▸ Problem statement
Copy out the passage on film remakes below word for word, from its first sentence to its last.

▸ Selected passage

Viewed from a purely practical perspective, of course, remaking is almost always a mug's game.
For a start, it means that the film has something to prove before it's even begun. I adore the Mel Brooks version of To Be Or Not To Be: it seems to me to be almost perfectly constructed as a crowd pleaser and I've never known it to fail with audiences unfamiliar with the Lubitsch. But of course it was savaged on release, and those who cherish Lubitsch refuse to even consider its merits. The same fate befell Michael Winner's The Big Sleep (1978), which technically speaking isn't even a remake of the 1946 movie anyway: it's a different version of the same novel, which isn't the same thing at all. But it's very good in its own right: obviously inferior as a piece of fim-making to the Bogart version; just as obviously superior as an adaptation of the novel. But it, like the Brooks film, never stood a chance, simply because it was perceived as sacrilege.
The best kind of remakes would remake not great films but average ones, films that had the potential to be great but, for whatever reason, just missed their mark. But no studio would risk bankrolling a story that had already flopped once, so they go on restaging the masterpieces, hoping that lightning will strike twice. But the end result needs a lot of luck and goodwill even when it is good, and few would argue that most of the time they are not. From a commercial point of view, the compulsive urge to remake is mysterious indeed, no matter how short in supply originality may be.

▸ Listed records
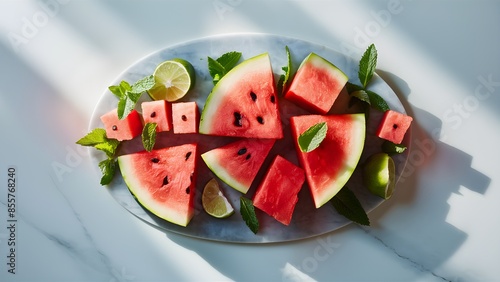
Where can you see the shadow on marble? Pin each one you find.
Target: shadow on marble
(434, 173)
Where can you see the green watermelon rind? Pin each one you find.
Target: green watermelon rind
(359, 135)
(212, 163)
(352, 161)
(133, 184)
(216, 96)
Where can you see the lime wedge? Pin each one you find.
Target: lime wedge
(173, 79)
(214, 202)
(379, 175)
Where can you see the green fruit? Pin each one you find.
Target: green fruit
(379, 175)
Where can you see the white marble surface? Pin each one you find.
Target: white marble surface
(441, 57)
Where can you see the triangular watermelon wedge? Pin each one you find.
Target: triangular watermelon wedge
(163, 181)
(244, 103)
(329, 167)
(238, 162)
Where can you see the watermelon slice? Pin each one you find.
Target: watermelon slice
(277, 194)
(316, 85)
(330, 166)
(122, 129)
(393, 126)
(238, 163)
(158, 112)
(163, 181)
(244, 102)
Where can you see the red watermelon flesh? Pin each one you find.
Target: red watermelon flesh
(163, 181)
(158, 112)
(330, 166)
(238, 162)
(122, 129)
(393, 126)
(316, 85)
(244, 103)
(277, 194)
==
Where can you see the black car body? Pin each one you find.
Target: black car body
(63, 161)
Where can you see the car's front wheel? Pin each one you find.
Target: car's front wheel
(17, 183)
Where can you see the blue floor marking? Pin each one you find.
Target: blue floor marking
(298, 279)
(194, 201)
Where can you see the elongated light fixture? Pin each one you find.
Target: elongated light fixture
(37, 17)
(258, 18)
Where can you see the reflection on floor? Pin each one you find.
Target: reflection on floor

▸ Answer to the problem
Viewed from a purely practical perspective, of course, remaking is almost always a mug's game.
For a start, it means that the film has something to prove before it's even begun. I adore the Mel Brooks version of To Be Or Not To Be: it seems to me to be almost perfectly constructed as a crowd pleaser and I've never known it to fail with audiences unfamiliar with the Lubitsch. But of course it was savaged on release, and those who cherish Lubitsch refuse to even consider its merits. The same fate befell Michael Winner's The Big Sleep (1978), which technically speaking isn't even a remake of the 1946 movie anyway: it's a different version of the same novel, which isn't the same thing at all. But it's very good in its own right: obviously inferior as a piece of fim-making to the Bogart version; just as obviously superior as an adaptation of the novel. But it, like the Brooks film, never stood a chance, simply because it was perceived as sacrilege.
The best kind of remakes would remake not great films but average ones, films that had the potential to be great but, for whatever reason, just missed their mark. But no studio would risk bankrolling a story that had already flopped once, so they go on restaging the masterpieces, hoping that lightning will strike twice. But the end result needs a lot of luck and goodwill even when it is good, and few would argue that most of the time they are not. From a commercial point of view, the compulsive urge to remake is mysterious indeed, no matter how short in supply originality may be.